**Aim:**
Write these records as a two-column CSV with the headers "request" and "answer", one row per request. Put each request's text and its answer in a single quoted field, replacing line breaks with spaces.

(Records held in a dataset)
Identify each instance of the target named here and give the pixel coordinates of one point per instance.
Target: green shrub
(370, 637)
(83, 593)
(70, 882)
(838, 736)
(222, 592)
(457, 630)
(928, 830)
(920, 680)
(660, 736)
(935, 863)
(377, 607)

**Right answer:**
request,answer
"Identify each instance of the target named here and give the pixel coordinates of one point per instance. Target: green shrub","(370, 637) (83, 593) (70, 882) (838, 736) (222, 592) (457, 630) (928, 830) (920, 680) (660, 736) (935, 863) (377, 607)"